John was a family doctor in the truest sense and a superb diagnostician; making house calls, delivering babies, and caring for generations of families. He traveled by apartment rooftops when making house calls “to save time.” Many of his coworkers and patients became lifelong friends.

He was affiliated with several hospitals, including SUNY Health Science Center in Brooklyn, Westchester Square, and Albert Einstein. He was a member of the Celtic Medical Society, which honored the Cahill family with its Healers Award for contributions to Celtic ideals and adherence to the belief that the best way to judge society is how they care for the least privileged and most in need. He was an assistant clinical professor emeritus at Albert Einstein College of Medicine’s Department of Family and Social Medicine, where he taught future healthcare providers to promote the health of underserved communities. Countless students accompanied him on hospital rounds and worked alongside him in his Bronx office. When asked what he would do if he won the lotto, he said he would run his medical practice for free.

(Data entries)
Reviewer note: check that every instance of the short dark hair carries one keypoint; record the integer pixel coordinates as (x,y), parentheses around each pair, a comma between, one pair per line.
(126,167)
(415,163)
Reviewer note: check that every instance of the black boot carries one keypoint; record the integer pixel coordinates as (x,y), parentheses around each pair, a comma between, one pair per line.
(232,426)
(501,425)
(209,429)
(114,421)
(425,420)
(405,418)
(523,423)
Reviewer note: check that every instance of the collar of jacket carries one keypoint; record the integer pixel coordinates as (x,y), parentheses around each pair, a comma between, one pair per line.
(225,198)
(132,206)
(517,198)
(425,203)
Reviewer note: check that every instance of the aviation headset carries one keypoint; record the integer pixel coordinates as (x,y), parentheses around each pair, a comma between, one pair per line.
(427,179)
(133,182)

■ **Assignment A**
List the hospitals that the passage about the family doctor names as ones he was affiliated with.
■ **Assignment B**
Continue the passage about the family doctor from its last sentence.
The rows above play no part in this work.

■ **Task answer A**
SUNY Health Science Center in Brooklyn, Westchester Square, Albert Einstein

■ **Task answer B**
He retired from medicine after a significant stroke at age 77. He spent months relearning how to walk and talk. Apart from an uncooperative left leg, he recovered fully. His family often joked that he had nine lives because he repeatedly bounced back from major health crises. For example, he once drove himself to “his” hospital in the Bronx while experiencing chest pains. When his colleagues confirmed he was having a heart attack, he said, “If I’m having a heart attack, I’m going to have it at Cornel Weil New York Hospital, not here.” And so he drove himself to New York Hospital and lived to tell the tale.

Time and again, he saw the best of the healthcare system and managed to navigate the worst of it. He once told his daughter that it took 3,000 years to get medicine working well for most people and 50 years for insurance companies to break it completely.

In retirement, he moved to the Osborn community in Rye, New York where he found friendship and the second love of his life, the late Betty Chateauvert, an artist. Betty once told John’s children, “Most men at the Osborn want a nurse or a purse. Your dad was different.” Indeed, he was. Together, they traveled, forged a tight-knit group of friends, gossiped about their “enemies” (aka unkind people), doted on children and grandchildren, and lived a vibrant life-intellectually, emotionally, and spiritually-with plenty of shenanigans in between. Many thanks to everyone at the Osborn who made his later years so joyful and those who cared for him at the end of his life, preserving his dignity and humanity.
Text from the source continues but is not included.